Records supplied —
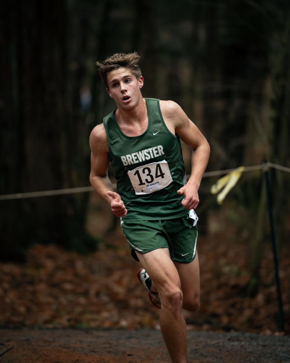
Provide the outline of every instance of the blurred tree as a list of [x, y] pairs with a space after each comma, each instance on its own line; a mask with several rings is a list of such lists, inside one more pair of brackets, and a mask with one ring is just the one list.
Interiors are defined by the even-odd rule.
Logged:
[[[7, 89], [1, 143], [9, 156], [2, 162], [1, 193], [87, 184], [83, 157], [82, 164], [74, 157], [82, 149], [83, 120], [72, 117], [66, 98], [66, 1], [36, 0], [29, 6], [11, 1], [8, 6], [2, 23], [1, 53], [5, 46], [10, 52], [1, 65]], [[25, 248], [36, 242], [94, 249], [96, 242], [84, 229], [87, 198], [75, 195], [2, 202], [1, 258], [22, 259]]]

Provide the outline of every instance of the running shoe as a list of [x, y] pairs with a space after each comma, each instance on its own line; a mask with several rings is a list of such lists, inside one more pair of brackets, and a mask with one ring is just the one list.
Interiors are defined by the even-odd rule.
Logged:
[[138, 270], [137, 276], [140, 282], [145, 286], [145, 288], [148, 291], [148, 294], [150, 301], [153, 305], [158, 308], [161, 309], [161, 302], [158, 293], [154, 293], [151, 291], [150, 287], [152, 284], [151, 278], [145, 270], [145, 269], [141, 267]]

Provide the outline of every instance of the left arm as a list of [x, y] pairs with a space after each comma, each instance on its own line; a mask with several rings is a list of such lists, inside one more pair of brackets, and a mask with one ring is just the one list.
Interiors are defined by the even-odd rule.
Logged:
[[186, 184], [177, 191], [185, 197], [182, 202], [185, 208], [195, 209], [199, 203], [198, 191], [210, 157], [208, 143], [181, 107], [172, 101], [160, 101], [164, 121], [192, 150], [191, 172]]

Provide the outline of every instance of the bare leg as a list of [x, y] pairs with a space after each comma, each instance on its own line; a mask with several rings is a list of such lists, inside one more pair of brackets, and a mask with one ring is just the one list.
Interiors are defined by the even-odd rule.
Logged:
[[182, 307], [185, 310], [195, 311], [199, 307], [199, 265], [197, 252], [194, 260], [189, 264], [173, 262], [181, 283], [183, 296]]
[[168, 249], [136, 253], [158, 290], [161, 303], [160, 328], [173, 363], [186, 363], [186, 332], [182, 312], [181, 286]]

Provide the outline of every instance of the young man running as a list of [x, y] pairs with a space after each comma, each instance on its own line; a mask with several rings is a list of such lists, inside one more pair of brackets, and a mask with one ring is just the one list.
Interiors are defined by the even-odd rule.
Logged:
[[[117, 108], [91, 133], [90, 180], [121, 217], [132, 256], [143, 266], [138, 277], [161, 308], [160, 327], [172, 362], [186, 363], [182, 309], [194, 311], [199, 305], [193, 209], [210, 147], [175, 102], [143, 98], [139, 59], [136, 53], [116, 54], [96, 63]], [[193, 151], [187, 183], [179, 138]], [[108, 177], [109, 162], [117, 193]]]

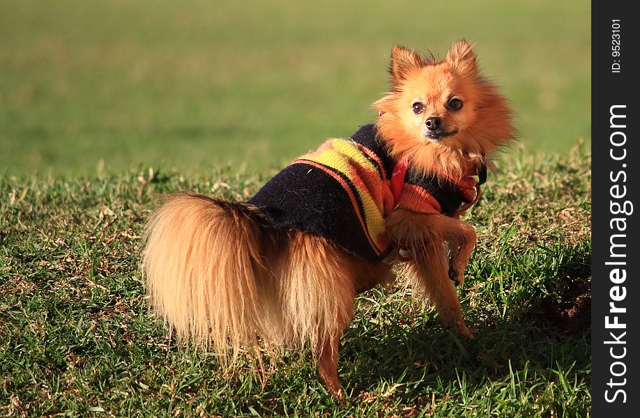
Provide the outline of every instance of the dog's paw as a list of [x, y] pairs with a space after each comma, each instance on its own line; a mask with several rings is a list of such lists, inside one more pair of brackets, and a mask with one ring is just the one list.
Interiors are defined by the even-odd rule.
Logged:
[[452, 265], [449, 266], [449, 279], [451, 279], [451, 281], [453, 282], [456, 287], [460, 286], [461, 276], [462, 274], [458, 273]]

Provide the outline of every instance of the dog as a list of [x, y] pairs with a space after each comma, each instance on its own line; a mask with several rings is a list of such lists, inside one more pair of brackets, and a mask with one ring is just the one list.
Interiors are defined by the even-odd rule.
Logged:
[[473, 338], [455, 286], [476, 233], [459, 216], [516, 137], [514, 114], [464, 40], [442, 59], [396, 46], [389, 72], [375, 123], [301, 156], [248, 201], [182, 192], [153, 212], [141, 265], [180, 339], [228, 367], [261, 345], [308, 347], [342, 398], [338, 348], [354, 300], [393, 280], [397, 263], [443, 323]]

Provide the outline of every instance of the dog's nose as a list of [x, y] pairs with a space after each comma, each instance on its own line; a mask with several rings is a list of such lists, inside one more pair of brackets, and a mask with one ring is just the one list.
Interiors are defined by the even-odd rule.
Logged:
[[432, 116], [427, 119], [425, 124], [427, 125], [427, 129], [429, 130], [436, 130], [442, 124], [442, 119], [437, 116]]

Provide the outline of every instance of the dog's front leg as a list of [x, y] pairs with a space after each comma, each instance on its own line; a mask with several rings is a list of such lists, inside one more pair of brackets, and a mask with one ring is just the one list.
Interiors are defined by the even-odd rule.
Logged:
[[[409, 279], [424, 291], [434, 303], [444, 324], [461, 335], [473, 334], [462, 318], [454, 280], [462, 284], [464, 272], [475, 245], [475, 233], [468, 224], [442, 215], [421, 214], [397, 210], [386, 219], [391, 237], [406, 247], [412, 259]], [[445, 242], [452, 246], [450, 265]]]

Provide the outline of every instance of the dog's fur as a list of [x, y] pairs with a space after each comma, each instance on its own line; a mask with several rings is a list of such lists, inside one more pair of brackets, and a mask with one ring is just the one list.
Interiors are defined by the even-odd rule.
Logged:
[[[515, 137], [506, 100], [480, 75], [466, 41], [442, 60], [395, 47], [390, 72], [393, 88], [374, 106], [380, 140], [395, 161], [459, 179], [490, 165], [487, 156]], [[462, 109], [450, 109], [454, 96]], [[424, 108], [419, 114], [416, 102]], [[441, 137], [424, 128], [432, 116], [441, 118]], [[474, 229], [444, 215], [386, 215], [388, 233], [411, 255], [409, 279], [445, 325], [472, 337], [452, 280], [463, 283]], [[340, 336], [356, 295], [392, 279], [389, 264], [370, 263], [311, 233], [275, 229], [251, 205], [187, 192], [168, 196], [153, 213], [144, 240], [151, 305], [179, 338], [211, 347], [227, 366], [259, 344], [308, 344], [327, 389], [343, 396]]]

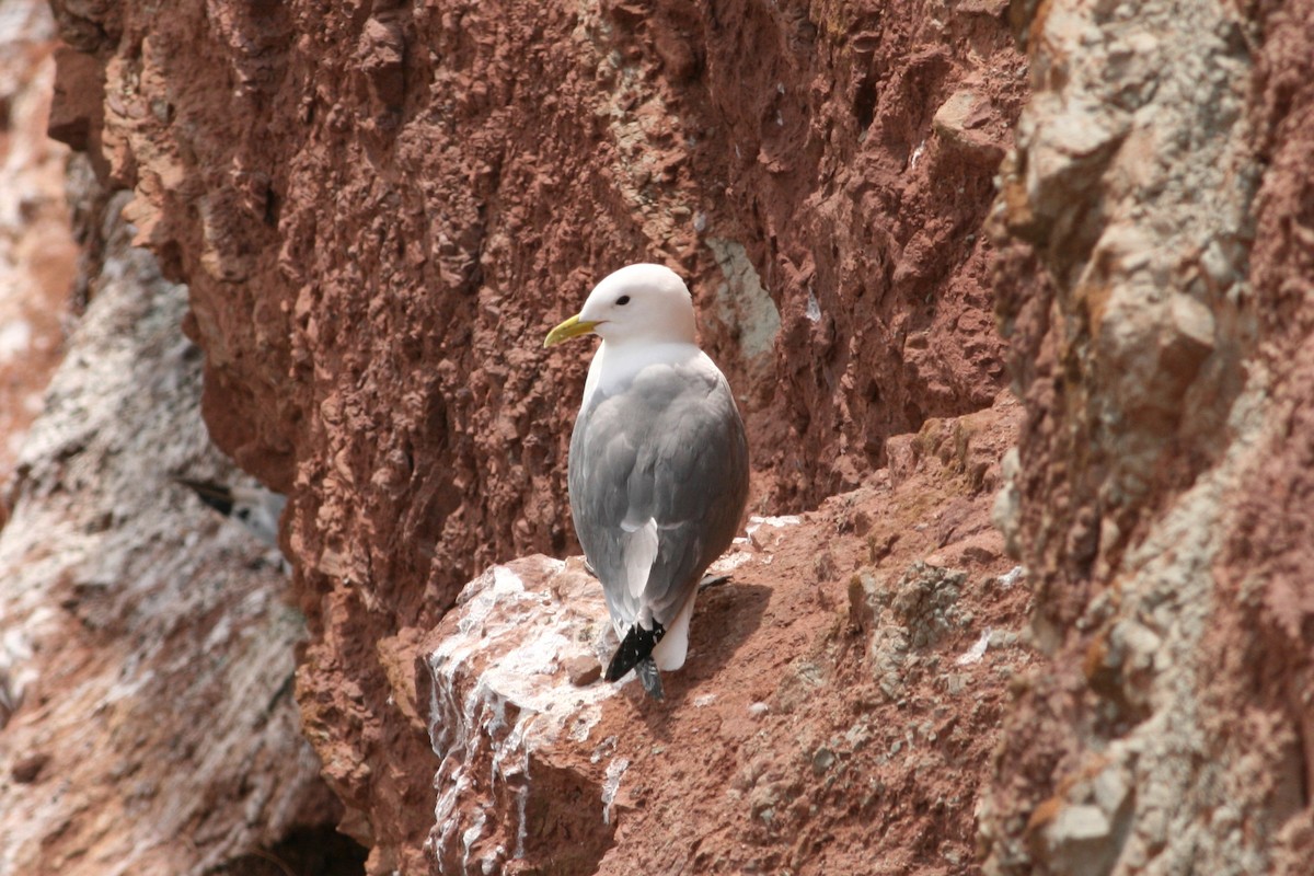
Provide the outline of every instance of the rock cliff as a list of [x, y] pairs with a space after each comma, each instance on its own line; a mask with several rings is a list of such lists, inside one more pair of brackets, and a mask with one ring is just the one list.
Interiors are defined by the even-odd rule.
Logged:
[[[185, 284], [209, 436], [289, 496], [289, 583], [141, 596], [196, 624], [181, 638], [133, 625], [130, 588], [106, 603], [170, 666], [233, 647], [272, 683], [296, 663], [296, 720], [217, 714], [212, 737], [247, 747], [196, 792], [213, 825], [183, 818], [196, 847], [151, 841], [135, 872], [250, 872], [326, 820], [371, 873], [1314, 855], [1307, 1], [53, 7], [50, 129], [101, 192], [75, 209]], [[112, 239], [81, 242], [81, 319], [114, 307]], [[565, 502], [587, 351], [540, 348], [640, 259], [690, 280], [754, 456], [752, 532], [664, 705], [590, 683], [599, 608]], [[133, 336], [147, 301], [105, 324]], [[158, 365], [179, 387], [194, 366]], [[164, 419], [184, 403], [156, 407], [160, 437], [88, 456], [93, 481], [133, 481], [110, 461], [133, 453], [218, 470]], [[50, 441], [22, 458], [0, 554], [64, 477]], [[146, 538], [124, 502], [177, 537], [176, 504], [129, 491], [93, 515], [106, 538]], [[172, 550], [204, 565], [217, 527]], [[34, 612], [85, 625], [104, 599], [59, 605], [14, 557], [47, 582]], [[58, 678], [29, 650], [16, 666]], [[114, 701], [158, 709], [185, 678]], [[120, 827], [59, 812], [9, 860], [74, 872], [117, 854], [85, 837], [150, 844], [130, 827], [164, 797], [9, 747], [70, 733], [49, 684], [0, 732], [11, 776], [104, 785]], [[114, 739], [114, 713], [88, 726]], [[134, 745], [198, 763], [181, 733]], [[271, 779], [252, 764], [275, 751]]]

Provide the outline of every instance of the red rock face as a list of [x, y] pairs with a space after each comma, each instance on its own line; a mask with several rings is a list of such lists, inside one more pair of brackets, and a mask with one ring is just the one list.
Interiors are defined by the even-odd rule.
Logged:
[[[57, 3], [53, 127], [290, 495], [297, 699], [371, 872], [971, 872], [978, 821], [991, 873], [1307, 860], [1303, 12]], [[678, 708], [602, 705], [614, 830], [561, 804], [595, 749], [547, 746], [540, 808], [461, 848], [453, 801], [453, 847], [417, 667], [489, 563], [573, 552], [587, 349], [540, 344], [635, 260], [691, 281], [752, 511], [812, 516], [708, 595]], [[1030, 608], [984, 524], [1018, 422]], [[946, 674], [1024, 612], [1043, 657]]]
[[105, 173], [191, 285], [212, 435], [290, 490], [298, 699], [374, 871], [432, 822], [436, 760], [396, 705], [420, 632], [489, 561], [574, 544], [587, 351], [540, 343], [593, 281], [640, 259], [691, 280], [758, 511], [989, 406], [979, 227], [1025, 93], [999, 13], [60, 8], [106, 60]]

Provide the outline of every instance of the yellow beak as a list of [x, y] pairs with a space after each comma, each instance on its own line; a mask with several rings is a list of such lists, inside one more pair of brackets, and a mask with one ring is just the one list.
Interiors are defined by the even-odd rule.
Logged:
[[579, 317], [572, 317], [549, 331], [548, 336], [543, 339], [543, 345], [552, 347], [564, 340], [570, 340], [572, 338], [578, 338], [579, 335], [587, 335], [597, 324], [597, 322], [589, 322], [587, 319], [579, 319]]

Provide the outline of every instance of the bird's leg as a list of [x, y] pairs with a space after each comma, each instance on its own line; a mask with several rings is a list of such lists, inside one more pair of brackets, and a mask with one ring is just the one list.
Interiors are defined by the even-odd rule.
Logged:
[[648, 691], [648, 696], [654, 700], [665, 700], [666, 693], [661, 688], [661, 672], [657, 671], [657, 663], [653, 658], [648, 657], [639, 661], [635, 666], [635, 674], [639, 675], [639, 680], [643, 683], [644, 690]]

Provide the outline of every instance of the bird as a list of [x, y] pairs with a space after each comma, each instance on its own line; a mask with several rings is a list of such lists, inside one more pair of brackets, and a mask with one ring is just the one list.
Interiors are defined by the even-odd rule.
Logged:
[[606, 679], [633, 668], [660, 700], [660, 671], [685, 665], [699, 579], [738, 532], [748, 437], [670, 268], [608, 274], [543, 345], [587, 334], [602, 344], [570, 433], [570, 512], [620, 640]]
[[288, 506], [288, 496], [273, 490], [227, 486], [214, 481], [173, 479], [189, 487], [201, 502], [225, 517], [235, 519], [260, 541], [279, 546], [279, 517]]

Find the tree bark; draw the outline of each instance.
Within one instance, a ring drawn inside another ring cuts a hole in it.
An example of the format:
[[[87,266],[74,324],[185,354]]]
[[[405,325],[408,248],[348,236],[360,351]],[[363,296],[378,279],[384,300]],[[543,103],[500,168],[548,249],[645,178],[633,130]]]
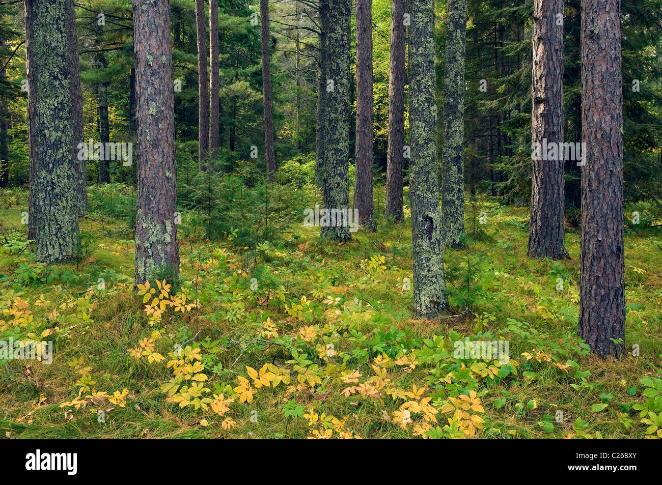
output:
[[[319,70],[317,83],[317,112],[315,140],[315,185],[324,187],[324,163],[326,144],[326,79],[328,68],[327,37],[328,34],[329,0],[319,0]]]
[[[444,243],[459,247],[464,236],[464,64],[467,0],[449,0],[446,11],[442,161]]]
[[[138,127],[136,122],[136,68],[131,67],[129,71],[128,88],[128,130],[136,136]]]
[[[385,215],[404,220],[402,163],[404,150],[404,0],[393,0],[389,77],[389,147]]]
[[[328,61],[326,83],[328,120],[324,149],[324,195],[322,203],[328,210],[349,210],[350,205],[350,63],[352,35],[352,0],[330,0]],[[341,222],[338,224],[338,222]],[[352,239],[348,219],[322,224],[321,236],[338,241]]]
[[[73,145],[71,148],[77,160],[76,192],[80,214],[87,212],[87,160],[78,160],[78,144],[83,140],[83,87],[81,85],[80,63],[78,60],[78,34],[76,29],[76,11],[73,0],[67,0],[67,32],[69,40],[69,70],[71,75],[71,121]]]
[[[356,145],[354,207],[359,222],[377,230],[373,204],[373,139],[375,112],[373,95],[372,0],[356,0]]]
[[[67,0],[26,0],[30,130],[29,236],[38,261],[76,254],[77,160],[72,127]]]
[[[563,0],[535,0],[531,97],[531,216],[527,254],[532,258],[568,257],[565,250],[563,169]],[[561,25],[558,25],[561,23]],[[554,144],[555,159],[533,149]]]
[[[132,0],[138,107],[136,283],[179,275],[168,0]]]
[[[625,354],[621,11],[620,0],[582,2],[586,148],[577,333],[602,359]]]
[[[198,159],[207,170],[209,155],[209,79],[207,66],[205,1],[195,0],[195,28],[198,36]]]
[[[0,39],[0,49],[5,47],[5,40]],[[7,81],[7,71],[0,69],[0,83]],[[7,99],[0,96],[0,189],[9,182],[9,124],[7,122]]]
[[[432,317],[448,307],[444,277],[439,186],[433,0],[410,0],[409,34],[411,169],[409,200],[414,253],[414,313]]]
[[[262,99],[264,102],[264,151],[267,180],[276,179],[276,155],[273,150],[273,104],[271,93],[271,35],[269,32],[269,0],[260,0],[260,33],[262,40]]]
[[[218,156],[218,0],[209,0],[209,159]]]
[[[95,54],[97,69],[106,69],[108,62],[106,56],[102,49],[103,47],[103,26],[99,25],[97,19],[93,21],[96,33],[95,47],[99,50]],[[100,81],[97,84],[97,97],[99,101],[97,115],[99,116],[99,141],[106,146],[111,141],[110,122],[108,119],[108,83],[106,81]],[[104,152],[104,156],[99,160],[99,183],[111,183],[110,161],[108,154]]]

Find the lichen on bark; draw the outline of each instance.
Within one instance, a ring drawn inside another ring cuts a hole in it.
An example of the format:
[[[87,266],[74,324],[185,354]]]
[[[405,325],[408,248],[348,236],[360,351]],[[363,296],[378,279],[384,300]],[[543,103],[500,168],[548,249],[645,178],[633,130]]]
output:
[[[444,277],[439,186],[433,0],[411,0],[409,35],[414,313],[433,317],[448,307]]]
[[[29,238],[38,261],[76,254],[77,161],[72,150],[67,0],[26,0]]]
[[[138,122],[136,283],[177,278],[174,91],[167,0],[133,0]],[[152,64],[150,60],[152,60]]]
[[[324,207],[348,209],[350,205],[350,57],[352,0],[330,0],[327,96],[328,126],[323,164]],[[328,81],[331,81],[330,83]],[[321,236],[338,241],[352,238],[350,227],[322,226]]]
[[[444,243],[459,247],[464,235],[464,66],[467,0],[449,0],[444,83],[442,226]]]

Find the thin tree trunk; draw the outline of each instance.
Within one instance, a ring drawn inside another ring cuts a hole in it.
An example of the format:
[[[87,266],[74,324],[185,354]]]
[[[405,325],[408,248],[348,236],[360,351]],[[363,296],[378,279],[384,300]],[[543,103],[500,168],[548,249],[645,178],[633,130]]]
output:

Directions — Put the material into a numbered list, starting at its first line and ending at the line that contains "150], [191, 172]]". Leave out blank lines and pictures.

Response —
1. Provide the outline of every instance of the blurred tree as a list of [x, y] pairs with a space after each comma, each instance on its own line; a mask with several rings is a list of such lists, inside one more pair of brackets, and a mask with one ring is just the one list.
2. Interiors are defined by the even-odd rule.
3. Logged:
4. [[[7, 89], [1, 143], [9, 156], [2, 162], [1, 193], [87, 184], [83, 157], [82, 164], [74, 157], [82, 149], [83, 120], [72, 117], [66, 98], [66, 1], [36, 0], [29, 6], [11, 1], [8, 6], [2, 23], [1, 53], [5, 46], [10, 52], [1, 65]], [[25, 248], [36, 242], [94, 249], [96, 242], [84, 229], [87, 198], [75, 195], [2, 202], [1, 258], [22, 259]]]
5. Provide the outline of every instance of the running shoe as a list of [x, y] pairs with a space after each comma, each instance on its own line; a mask with several rings is a list of such lists, inside one more pair of brackets, and a mask with one ring is just the one list.
6. Interiors are defined by the even-odd rule.
7. Logged:
8. [[138, 270], [137, 276], [140, 282], [145, 286], [145, 288], [148, 291], [148, 294], [150, 301], [153, 305], [158, 308], [161, 309], [161, 302], [158, 293], [154, 293], [151, 291], [150, 287], [152, 284], [151, 278], [145, 270], [145, 269], [141, 267]]
9. Provide the outline of every instance of the left arm as a list of [x, y] pairs with a space after each comma, each instance on its own line; a mask with several rings is a list of such lists, inside one more pair of brackets, and a mask with one ring is just the one list.
10. Interiors are defined by the even-odd rule.
11. Logged:
12. [[186, 184], [177, 191], [185, 197], [182, 202], [185, 208], [195, 209], [199, 203], [198, 191], [210, 157], [208, 143], [181, 107], [172, 101], [160, 101], [164, 121], [192, 150], [191, 172]]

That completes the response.